> [WHAT IS REQUIRED]
Reproduce every entry exactly, without alteration.

> [PROVIDED RECORDS]
------------------------------------------------------------------------

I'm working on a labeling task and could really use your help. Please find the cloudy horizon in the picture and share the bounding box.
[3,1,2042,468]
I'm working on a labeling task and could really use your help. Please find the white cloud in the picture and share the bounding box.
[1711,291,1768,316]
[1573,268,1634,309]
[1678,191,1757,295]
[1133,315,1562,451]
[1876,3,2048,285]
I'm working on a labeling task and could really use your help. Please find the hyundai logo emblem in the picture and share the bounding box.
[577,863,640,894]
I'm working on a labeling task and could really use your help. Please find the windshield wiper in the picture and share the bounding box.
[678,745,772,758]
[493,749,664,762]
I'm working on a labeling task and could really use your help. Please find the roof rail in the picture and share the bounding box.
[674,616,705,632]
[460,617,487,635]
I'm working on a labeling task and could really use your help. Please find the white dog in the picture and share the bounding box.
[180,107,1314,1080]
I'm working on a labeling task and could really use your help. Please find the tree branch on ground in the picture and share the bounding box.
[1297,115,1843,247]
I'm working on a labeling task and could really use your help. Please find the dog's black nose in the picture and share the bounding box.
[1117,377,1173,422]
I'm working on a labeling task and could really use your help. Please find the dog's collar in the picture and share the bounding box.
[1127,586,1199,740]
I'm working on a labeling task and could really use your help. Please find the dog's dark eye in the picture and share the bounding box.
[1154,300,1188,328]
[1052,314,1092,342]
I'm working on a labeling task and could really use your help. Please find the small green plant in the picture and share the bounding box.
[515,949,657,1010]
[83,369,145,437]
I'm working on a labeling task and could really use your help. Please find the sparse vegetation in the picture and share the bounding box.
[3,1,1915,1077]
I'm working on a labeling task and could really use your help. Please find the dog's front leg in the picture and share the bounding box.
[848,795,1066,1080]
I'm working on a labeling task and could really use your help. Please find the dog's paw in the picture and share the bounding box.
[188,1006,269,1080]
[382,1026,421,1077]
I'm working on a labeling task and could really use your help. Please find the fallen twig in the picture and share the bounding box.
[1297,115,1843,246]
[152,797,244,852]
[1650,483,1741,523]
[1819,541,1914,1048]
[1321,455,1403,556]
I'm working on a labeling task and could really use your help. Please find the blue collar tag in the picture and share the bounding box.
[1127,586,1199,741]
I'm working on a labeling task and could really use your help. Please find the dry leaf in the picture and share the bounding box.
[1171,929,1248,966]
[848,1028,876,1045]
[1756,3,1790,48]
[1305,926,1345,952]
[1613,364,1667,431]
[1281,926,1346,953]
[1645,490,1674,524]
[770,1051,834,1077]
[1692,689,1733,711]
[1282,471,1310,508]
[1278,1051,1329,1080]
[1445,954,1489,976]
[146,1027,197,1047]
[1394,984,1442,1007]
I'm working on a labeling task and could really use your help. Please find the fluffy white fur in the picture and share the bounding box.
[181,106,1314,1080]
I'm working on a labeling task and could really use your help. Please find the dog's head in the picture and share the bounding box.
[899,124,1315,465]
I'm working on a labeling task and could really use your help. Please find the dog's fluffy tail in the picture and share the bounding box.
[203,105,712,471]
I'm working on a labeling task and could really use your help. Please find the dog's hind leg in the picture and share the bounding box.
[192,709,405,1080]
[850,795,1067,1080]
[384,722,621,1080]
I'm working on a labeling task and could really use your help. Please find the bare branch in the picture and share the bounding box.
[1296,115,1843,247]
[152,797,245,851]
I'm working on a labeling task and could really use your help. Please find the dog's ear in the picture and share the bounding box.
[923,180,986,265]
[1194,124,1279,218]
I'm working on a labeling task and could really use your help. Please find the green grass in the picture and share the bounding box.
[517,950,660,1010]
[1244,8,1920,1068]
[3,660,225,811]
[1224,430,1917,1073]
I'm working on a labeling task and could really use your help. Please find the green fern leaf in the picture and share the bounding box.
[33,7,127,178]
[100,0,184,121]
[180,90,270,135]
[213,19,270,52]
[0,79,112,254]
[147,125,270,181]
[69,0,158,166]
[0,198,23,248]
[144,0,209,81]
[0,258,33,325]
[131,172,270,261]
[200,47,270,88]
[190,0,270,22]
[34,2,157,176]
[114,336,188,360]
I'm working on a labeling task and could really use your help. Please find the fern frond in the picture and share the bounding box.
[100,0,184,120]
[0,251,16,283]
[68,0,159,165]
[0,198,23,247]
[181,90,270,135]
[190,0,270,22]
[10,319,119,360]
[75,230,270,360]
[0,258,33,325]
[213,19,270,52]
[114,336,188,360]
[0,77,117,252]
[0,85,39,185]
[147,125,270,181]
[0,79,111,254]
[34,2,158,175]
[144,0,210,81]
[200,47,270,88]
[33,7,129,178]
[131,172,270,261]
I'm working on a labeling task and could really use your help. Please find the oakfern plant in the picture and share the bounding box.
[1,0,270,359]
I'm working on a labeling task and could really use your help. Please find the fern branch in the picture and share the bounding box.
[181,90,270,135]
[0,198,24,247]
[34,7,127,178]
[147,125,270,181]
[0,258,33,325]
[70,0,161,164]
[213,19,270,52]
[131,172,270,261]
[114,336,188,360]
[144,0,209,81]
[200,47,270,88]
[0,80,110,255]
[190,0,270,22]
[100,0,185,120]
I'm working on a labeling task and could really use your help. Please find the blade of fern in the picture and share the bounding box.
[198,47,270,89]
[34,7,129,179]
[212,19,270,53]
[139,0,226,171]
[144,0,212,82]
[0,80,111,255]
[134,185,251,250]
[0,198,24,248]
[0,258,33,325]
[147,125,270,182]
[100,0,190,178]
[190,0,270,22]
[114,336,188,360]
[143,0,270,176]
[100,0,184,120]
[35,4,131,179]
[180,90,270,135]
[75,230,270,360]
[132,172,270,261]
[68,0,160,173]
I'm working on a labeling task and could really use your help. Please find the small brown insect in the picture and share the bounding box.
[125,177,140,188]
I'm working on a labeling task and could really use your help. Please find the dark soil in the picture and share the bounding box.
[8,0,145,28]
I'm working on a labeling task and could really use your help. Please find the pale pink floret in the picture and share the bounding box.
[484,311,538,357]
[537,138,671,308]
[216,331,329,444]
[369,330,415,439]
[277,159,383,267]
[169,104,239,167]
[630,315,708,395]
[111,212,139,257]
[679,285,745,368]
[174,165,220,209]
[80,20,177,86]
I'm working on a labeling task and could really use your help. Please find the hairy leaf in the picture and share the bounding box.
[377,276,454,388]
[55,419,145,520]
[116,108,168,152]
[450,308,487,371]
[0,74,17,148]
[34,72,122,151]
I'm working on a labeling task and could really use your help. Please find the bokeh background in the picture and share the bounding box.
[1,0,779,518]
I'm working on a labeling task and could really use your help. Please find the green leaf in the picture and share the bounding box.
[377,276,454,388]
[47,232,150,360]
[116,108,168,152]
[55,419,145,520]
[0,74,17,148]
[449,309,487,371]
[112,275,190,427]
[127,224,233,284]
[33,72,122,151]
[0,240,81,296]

------------------------------------------------------------------------

> [REPLY]
I'm working on a labeling task and could really use your help. Please find the cloudy horizon in the picture and share the bounding box.
[3,1,2042,468]
I'm working on a labeling task and could really use your help. Please find the white cloud in the picture and share the bounding box.
[1711,291,1768,316]
[1573,268,1634,309]
[1678,191,1757,295]
[1133,315,1562,451]
[1876,3,2048,285]
I'm working on a labeling task and could really use your help. Please find the hyundai logo emblem in the picture and share the bounding box.
[577,863,640,894]
I'm working on a labeling task and could really use your help. Please find the windshield wiper in the picture and share the bounding box.
[678,745,772,758]
[493,749,664,762]
I'm working on a labeling task and could really use your help. Please find the roof rail in the picture and share the bounding box.
[674,616,705,632]
[460,617,487,635]
I'm working on a labeling task and could really use your help. Please find the white dog in the picture and share the bounding box.
[180,107,1314,1080]
I'm working on a labeling task and could really use your help. Please find the tree branch on ground in the picture and share the bounding box.
[1297,115,1843,247]
I'm working on a labeling task and could really use your help. Please find the dog's black nose in the picture and share the bounding box.
[1117,377,1173,422]
I'm working on a labeling task and could really use your help. Please find the dog's collar in the picture and share the bounding box.
[1127,586,1199,740]
I'm working on a labeling task and could really use your help. Please find the dog's dark eye in the picture and share the bounding box.
[1154,300,1188,328]
[1052,314,1092,342]
I'm working on a labeling task and could really use your help. Please find the small green plant in the picture and share the bounding box.
[515,949,657,1010]
[83,369,145,437]
I'm working on a labeling task and could really use your help. Please find the sparse vegetation in the picture and share the bounding box.
[3,1,1915,1077]
I'm working on a labeling task and could really use your help. Please find the dog's front leg in the picture and share the bounding box.
[848,795,1066,1080]
I'm working on a labeling task and could really use your help. Please find the dog's paw in the picture and share the bounding box.
[188,1006,269,1080]
[382,1026,421,1077]
I'm working on a labeling task and could really use your help. Please find the fallen twig in the picture and share the bounding box.
[1297,115,1843,246]
[152,797,244,852]
[1650,483,1741,523]
[1819,541,1914,1048]
[1321,455,1403,556]
I'm working on a labeling task and could really use your help. Please find the blue collar tag in the picture and share the bounding box.
[1127,586,1199,741]
I'm working on a labeling task and could really use your help. Please find the dry leaf in the picture and share the bounding box.
[1171,929,1248,966]
[848,1028,876,1045]
[1756,3,1790,48]
[1305,926,1345,952]
[1613,364,1667,431]
[1281,926,1346,953]
[1645,490,1674,524]
[770,1051,834,1077]
[1692,689,1733,711]
[1282,471,1310,508]
[1278,1051,1329,1080]
[1445,954,1489,976]
[146,1027,197,1047]
[1394,984,1442,1007]
I'm working on a labeling task and could really use your help. Please find the fluffy white fur in the picture and share the bounding box.
[181,106,1314,1080]
I'm working on a labeling task and could really use your help. Please find the dog's head in the picture and share the bounding box.
[899,124,1315,465]
I'm working on a labeling task and could really use your help. Please find the dog's fluffy tail in the picture and share the bounding box.
[203,105,712,471]
I'm working on a labeling task and could really use your help. Please find the dog's hind leg in the picture and share the bounding box.
[192,709,405,1080]
[850,795,1067,1080]
[384,722,621,1080]
I'm working on a labeling task and could really use your help. Please find the bare branch in the picture and share the bounding box.
[1296,115,1843,247]
[152,797,245,851]
I'm working on a labeling task and could really use your help. Please find the dog's ear in the picture and share the bounding box.
[923,180,986,265]
[1194,124,1279,218]
I'm working on a labeling task and could really use your help. Please find the green grass in the picture and share the bounding box.
[517,950,660,1010]
[1244,8,1920,1068]
[3,660,225,811]
[1224,430,1917,1073]
I'm working on a labeling task and could really use your help. Please find the green fern leaf in the picture and share the bounding box.
[33,7,127,178]
[100,0,184,121]
[180,90,270,135]
[213,19,270,52]
[0,79,112,254]
[147,125,270,181]
[69,0,158,166]
[0,198,23,248]
[144,0,209,81]
[0,258,33,325]
[131,172,270,261]
[200,47,270,88]
[190,0,270,22]
[34,2,157,176]
[114,336,188,360]
I'm working on a labeling task and could really use your help. Please find the fern frond in the picture and share the bounding box.
[100,0,184,120]
[0,251,16,283]
[68,0,159,165]
[0,198,23,247]
[181,90,270,135]
[190,0,270,22]
[10,319,119,360]
[75,230,270,360]
[0,258,33,325]
[213,19,270,52]
[114,336,188,360]
[0,77,117,252]
[0,85,39,185]
[147,125,270,181]
[0,79,111,254]
[34,2,158,175]
[144,0,210,81]
[200,47,270,88]
[33,7,129,178]
[131,172,270,261]
I'm working on a labeling task and could really use your help. Please find the oakfern plant in the picture and share the bounding box.
[1,0,270,359]
I'm working on a labeling task and could really use your help. Please find the fern branch in the picture and share the bounding box.
[181,90,270,135]
[0,198,24,247]
[34,7,127,178]
[147,125,270,181]
[0,258,33,325]
[70,0,161,164]
[213,19,270,52]
[131,172,270,261]
[114,336,188,360]
[144,0,209,81]
[200,47,270,88]
[0,80,110,255]
[190,0,270,22]
[100,0,185,120]
I'm working on a labeling task and could really use your help. Please find the blade of fern in the picture and share the bounding box.
[198,47,270,89]
[34,7,129,179]
[212,19,270,53]
[139,0,226,171]
[144,0,212,82]
[0,80,111,255]
[134,185,251,250]
[0,198,24,248]
[0,258,33,325]
[147,125,270,182]
[100,0,190,178]
[190,0,270,22]
[114,336,188,360]
[143,0,270,176]
[100,0,184,120]
[35,4,131,179]
[180,90,270,135]
[75,230,270,360]
[132,172,270,261]
[68,0,160,173]
I'm working on a labeling task and could really use your help. Please find the small brown insect in the picture and share the bounding box.
[125,177,140,188]
I'm working on a labeling task and could really use your help. Please find the dark soil in the picture and share the bounding box.
[8,0,145,28]
I'm working on a labeling task and could really use your help. Please find the pale pink floret in the picture and share the bounding box.
[484,311,538,357]
[537,138,671,308]
[216,331,329,444]
[369,330,415,439]
[277,159,383,267]
[169,104,239,167]
[630,315,708,395]
[111,212,139,257]
[679,285,745,368]
[174,165,220,209]
[80,20,177,86]
I'm working on a labeling task and could really use your help. Please find the hairy leaf in the picture and share the bounding box.
[377,276,454,388]
[55,419,145,520]
[116,108,168,152]
[450,308,487,371]
[0,74,17,148]
[34,72,122,151]
I'm working on a labeling task and could really use your help. Please find the bokeh background in the picture and share the bounding box.
[1,0,779,518]
I'm working on a labeling task and could really use your help. Please find the green leaf in the picture and share the bounding box.
[377,276,454,388]
[47,232,150,360]
[116,108,168,152]
[55,419,145,520]
[0,74,17,148]
[449,309,487,371]
[112,275,190,427]
[127,224,233,284]
[33,72,122,151]
[0,240,81,296]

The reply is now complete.